Records from a dataset:
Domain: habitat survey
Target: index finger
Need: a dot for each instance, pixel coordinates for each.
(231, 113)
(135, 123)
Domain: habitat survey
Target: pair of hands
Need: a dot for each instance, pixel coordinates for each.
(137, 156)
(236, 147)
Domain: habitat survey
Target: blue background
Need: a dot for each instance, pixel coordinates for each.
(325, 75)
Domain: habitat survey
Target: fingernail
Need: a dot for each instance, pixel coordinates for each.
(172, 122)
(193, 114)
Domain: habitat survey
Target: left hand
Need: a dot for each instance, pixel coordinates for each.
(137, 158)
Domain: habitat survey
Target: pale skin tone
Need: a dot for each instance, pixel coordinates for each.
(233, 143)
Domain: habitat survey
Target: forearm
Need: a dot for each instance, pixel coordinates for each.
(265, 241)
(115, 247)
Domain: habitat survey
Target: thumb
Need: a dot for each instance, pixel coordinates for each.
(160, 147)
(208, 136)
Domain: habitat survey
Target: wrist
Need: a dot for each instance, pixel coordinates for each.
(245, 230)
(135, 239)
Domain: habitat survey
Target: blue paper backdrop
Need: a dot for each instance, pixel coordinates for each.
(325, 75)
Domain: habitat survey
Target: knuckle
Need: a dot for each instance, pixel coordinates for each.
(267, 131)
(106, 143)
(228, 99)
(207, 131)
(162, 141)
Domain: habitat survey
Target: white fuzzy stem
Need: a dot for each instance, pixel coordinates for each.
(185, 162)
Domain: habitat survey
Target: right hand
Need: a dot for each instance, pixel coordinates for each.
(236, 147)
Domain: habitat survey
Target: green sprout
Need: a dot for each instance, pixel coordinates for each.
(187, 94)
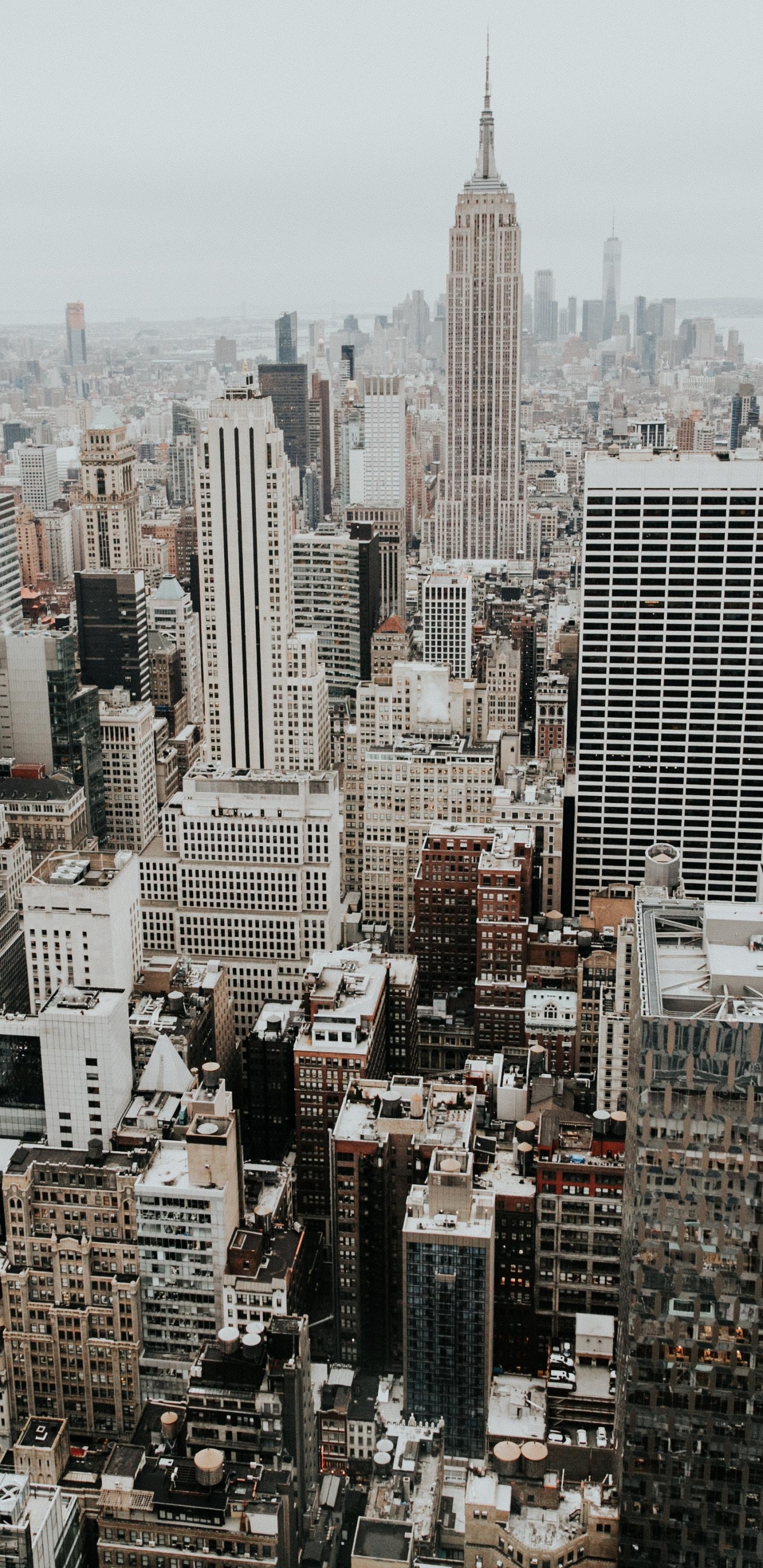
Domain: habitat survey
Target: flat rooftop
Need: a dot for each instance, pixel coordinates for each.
(700, 960)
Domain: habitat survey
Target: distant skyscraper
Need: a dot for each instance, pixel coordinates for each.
(671, 717)
(384, 471)
(76, 349)
(611, 286)
(288, 388)
(286, 337)
(109, 496)
(266, 695)
(12, 615)
(544, 308)
(40, 477)
(481, 513)
(112, 631)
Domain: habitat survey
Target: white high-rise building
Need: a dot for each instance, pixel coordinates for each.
(129, 770)
(12, 615)
(40, 476)
(446, 613)
(384, 471)
(107, 523)
(481, 513)
(170, 610)
(671, 698)
(82, 924)
(266, 693)
(247, 871)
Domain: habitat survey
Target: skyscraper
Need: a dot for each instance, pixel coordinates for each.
(76, 349)
(288, 388)
(611, 284)
(109, 496)
(671, 706)
(384, 471)
(480, 518)
(544, 314)
(112, 631)
(286, 337)
(266, 693)
(693, 1451)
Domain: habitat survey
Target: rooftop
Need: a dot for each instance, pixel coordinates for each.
(700, 960)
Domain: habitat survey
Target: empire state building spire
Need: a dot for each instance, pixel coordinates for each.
(486, 175)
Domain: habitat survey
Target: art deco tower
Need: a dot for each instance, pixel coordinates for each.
(480, 518)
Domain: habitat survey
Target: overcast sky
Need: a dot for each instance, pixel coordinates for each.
(170, 159)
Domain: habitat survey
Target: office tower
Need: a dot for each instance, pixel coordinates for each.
(669, 733)
(592, 322)
(343, 1039)
(40, 476)
(542, 308)
(76, 347)
(57, 528)
(12, 615)
(384, 469)
(247, 871)
(266, 695)
(611, 286)
(109, 496)
(286, 337)
(183, 1247)
(225, 353)
(744, 414)
(286, 385)
(503, 908)
(445, 922)
(693, 1440)
(552, 716)
(73, 1332)
(336, 593)
(321, 438)
(384, 1137)
(446, 613)
(112, 631)
(129, 770)
(390, 645)
(481, 513)
(82, 924)
(385, 524)
(48, 717)
(170, 610)
(407, 788)
(232, 1396)
(448, 1300)
(184, 422)
(49, 813)
(578, 1250)
(181, 477)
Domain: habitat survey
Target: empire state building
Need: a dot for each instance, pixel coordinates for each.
(481, 513)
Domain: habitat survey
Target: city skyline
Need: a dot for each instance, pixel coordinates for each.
(371, 192)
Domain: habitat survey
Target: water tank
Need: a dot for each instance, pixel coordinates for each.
(663, 868)
(525, 1159)
(534, 1459)
(209, 1465)
(168, 1426)
(508, 1457)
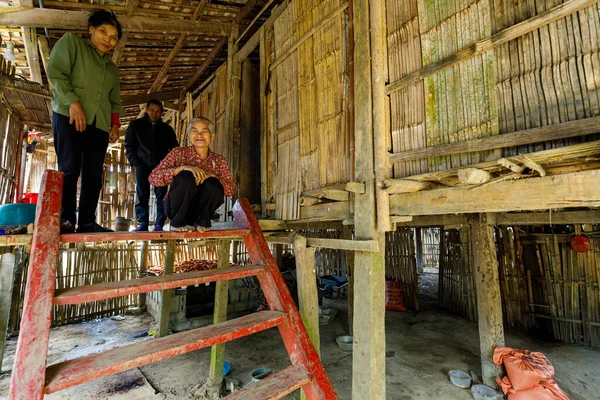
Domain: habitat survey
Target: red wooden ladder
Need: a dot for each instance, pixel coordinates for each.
(31, 379)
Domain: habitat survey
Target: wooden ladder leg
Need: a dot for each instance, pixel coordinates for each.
(293, 333)
(166, 295)
(214, 383)
(29, 371)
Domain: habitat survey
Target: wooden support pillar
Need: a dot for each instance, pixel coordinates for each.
(368, 365)
(233, 77)
(217, 352)
(7, 275)
(165, 298)
(419, 248)
(31, 52)
(347, 235)
(143, 268)
(489, 303)
(308, 295)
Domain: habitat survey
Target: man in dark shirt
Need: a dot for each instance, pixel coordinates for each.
(147, 141)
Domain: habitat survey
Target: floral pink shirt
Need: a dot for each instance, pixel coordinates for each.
(162, 175)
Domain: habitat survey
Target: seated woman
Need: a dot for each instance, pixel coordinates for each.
(198, 177)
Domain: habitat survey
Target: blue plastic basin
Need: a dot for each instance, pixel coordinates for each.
(17, 214)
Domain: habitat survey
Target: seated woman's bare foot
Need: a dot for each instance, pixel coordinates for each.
(201, 228)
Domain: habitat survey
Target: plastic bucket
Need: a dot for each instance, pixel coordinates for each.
(122, 224)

**ASSIGNED TASK:** Say how many lines of the entries hold the string "woman". Nothing but the number should be given.

**RESPONSE AREA:** 2